DATA:
-=-=-

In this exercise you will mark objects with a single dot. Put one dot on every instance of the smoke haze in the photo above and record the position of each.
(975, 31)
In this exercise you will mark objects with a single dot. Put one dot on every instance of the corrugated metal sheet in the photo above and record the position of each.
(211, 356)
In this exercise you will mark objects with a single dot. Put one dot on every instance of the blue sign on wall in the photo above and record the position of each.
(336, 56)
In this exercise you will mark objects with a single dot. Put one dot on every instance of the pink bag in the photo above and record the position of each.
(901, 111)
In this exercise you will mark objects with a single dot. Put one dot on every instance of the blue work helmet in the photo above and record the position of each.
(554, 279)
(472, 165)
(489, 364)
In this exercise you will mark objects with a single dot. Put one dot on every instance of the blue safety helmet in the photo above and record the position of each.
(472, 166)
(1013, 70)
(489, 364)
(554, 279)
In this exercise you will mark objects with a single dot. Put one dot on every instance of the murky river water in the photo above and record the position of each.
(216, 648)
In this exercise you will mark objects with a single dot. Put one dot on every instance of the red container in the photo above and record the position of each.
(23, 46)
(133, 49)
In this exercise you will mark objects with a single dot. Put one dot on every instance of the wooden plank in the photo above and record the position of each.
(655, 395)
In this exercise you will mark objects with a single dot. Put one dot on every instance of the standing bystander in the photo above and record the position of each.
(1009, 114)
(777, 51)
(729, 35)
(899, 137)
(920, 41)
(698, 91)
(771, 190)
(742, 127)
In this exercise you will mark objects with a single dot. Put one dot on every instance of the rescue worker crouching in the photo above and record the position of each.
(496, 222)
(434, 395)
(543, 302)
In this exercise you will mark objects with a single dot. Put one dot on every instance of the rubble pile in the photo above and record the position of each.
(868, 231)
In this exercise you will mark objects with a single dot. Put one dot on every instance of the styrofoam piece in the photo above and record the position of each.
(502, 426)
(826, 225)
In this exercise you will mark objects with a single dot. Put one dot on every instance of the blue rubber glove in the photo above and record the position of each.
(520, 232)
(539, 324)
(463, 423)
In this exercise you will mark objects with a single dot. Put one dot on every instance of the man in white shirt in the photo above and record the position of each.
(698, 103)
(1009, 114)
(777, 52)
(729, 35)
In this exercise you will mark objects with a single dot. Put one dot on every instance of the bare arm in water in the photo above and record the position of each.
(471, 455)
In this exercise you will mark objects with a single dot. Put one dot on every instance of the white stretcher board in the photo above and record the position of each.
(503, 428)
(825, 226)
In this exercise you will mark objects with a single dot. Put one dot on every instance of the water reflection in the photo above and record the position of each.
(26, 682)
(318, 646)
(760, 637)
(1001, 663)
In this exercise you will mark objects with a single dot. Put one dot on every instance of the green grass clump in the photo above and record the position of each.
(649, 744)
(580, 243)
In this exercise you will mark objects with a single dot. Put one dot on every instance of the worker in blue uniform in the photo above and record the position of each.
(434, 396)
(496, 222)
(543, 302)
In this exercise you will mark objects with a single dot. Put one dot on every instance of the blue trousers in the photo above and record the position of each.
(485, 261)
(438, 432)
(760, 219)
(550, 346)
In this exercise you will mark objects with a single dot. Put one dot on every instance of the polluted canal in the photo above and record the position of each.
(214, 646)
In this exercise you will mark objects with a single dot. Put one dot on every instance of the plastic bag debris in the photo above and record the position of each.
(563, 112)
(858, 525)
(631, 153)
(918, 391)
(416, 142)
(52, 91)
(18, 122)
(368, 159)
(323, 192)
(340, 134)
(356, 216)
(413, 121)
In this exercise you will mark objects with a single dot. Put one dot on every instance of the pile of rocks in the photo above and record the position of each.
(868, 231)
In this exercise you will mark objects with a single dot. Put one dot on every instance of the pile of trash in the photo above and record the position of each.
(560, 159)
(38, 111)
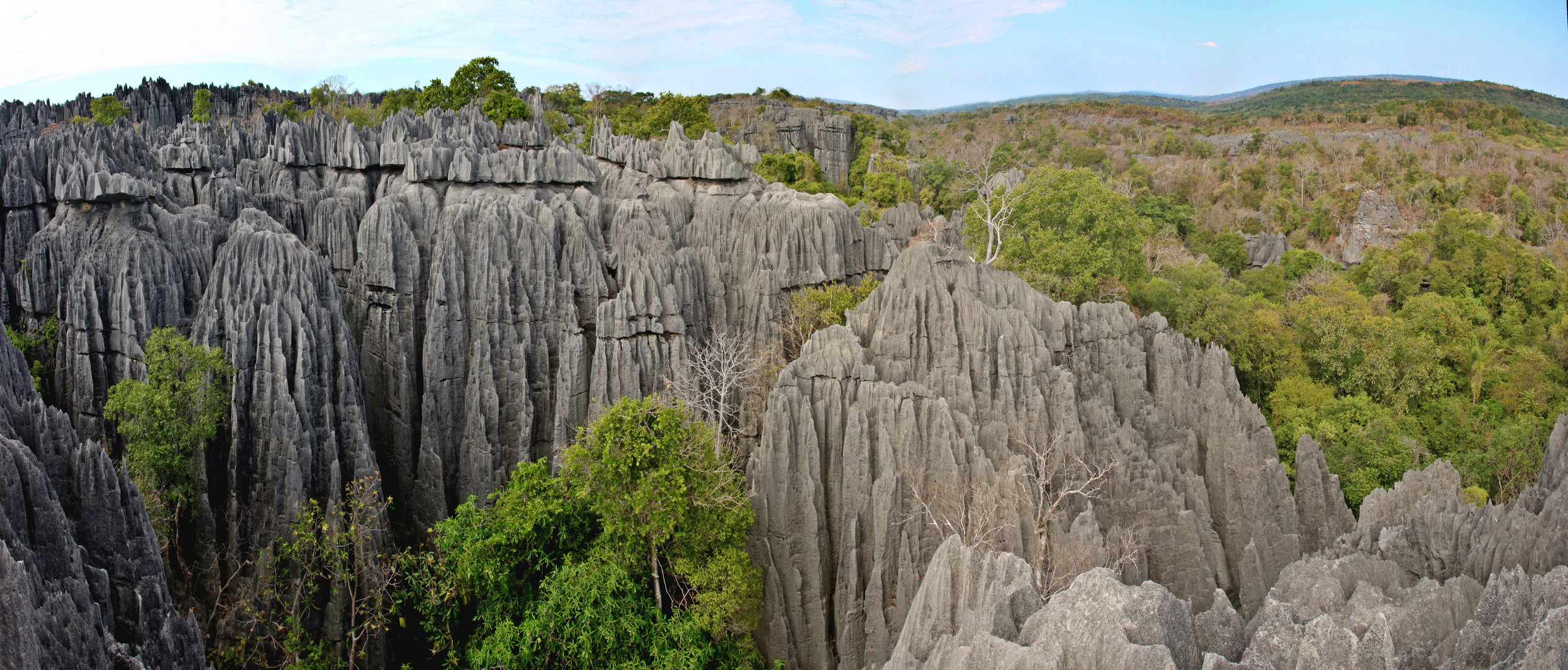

-=-=-

WHAT THIS TASK INVOLVES:
Starting from the line that contains "of the plastic", transcribe exactly each line down to the final line of the material above, excluding every picture and adding nothing else.

RESPONSE TO THE TASK:
In this exercise you will mark objects with a single dot. Put one dot on every instance of the plastic bag debris in the photo above and record the position of each.
(563, 112)
(858, 525)
(631, 153)
(918, 391)
(416, 142)
(52, 91)
(18, 122)
(368, 159)
(323, 192)
(340, 134)
(356, 216)
(413, 121)
In this exercise you will mark objects with a single dot. Put one dot on every instance of the pile of rocks in the photo above and record the position of each.
(868, 231)
In this exercise you will mark objects with a single dot. Put one dot on every instance of the pile of trash in the photo above and record the position of each.
(560, 159)
(38, 111)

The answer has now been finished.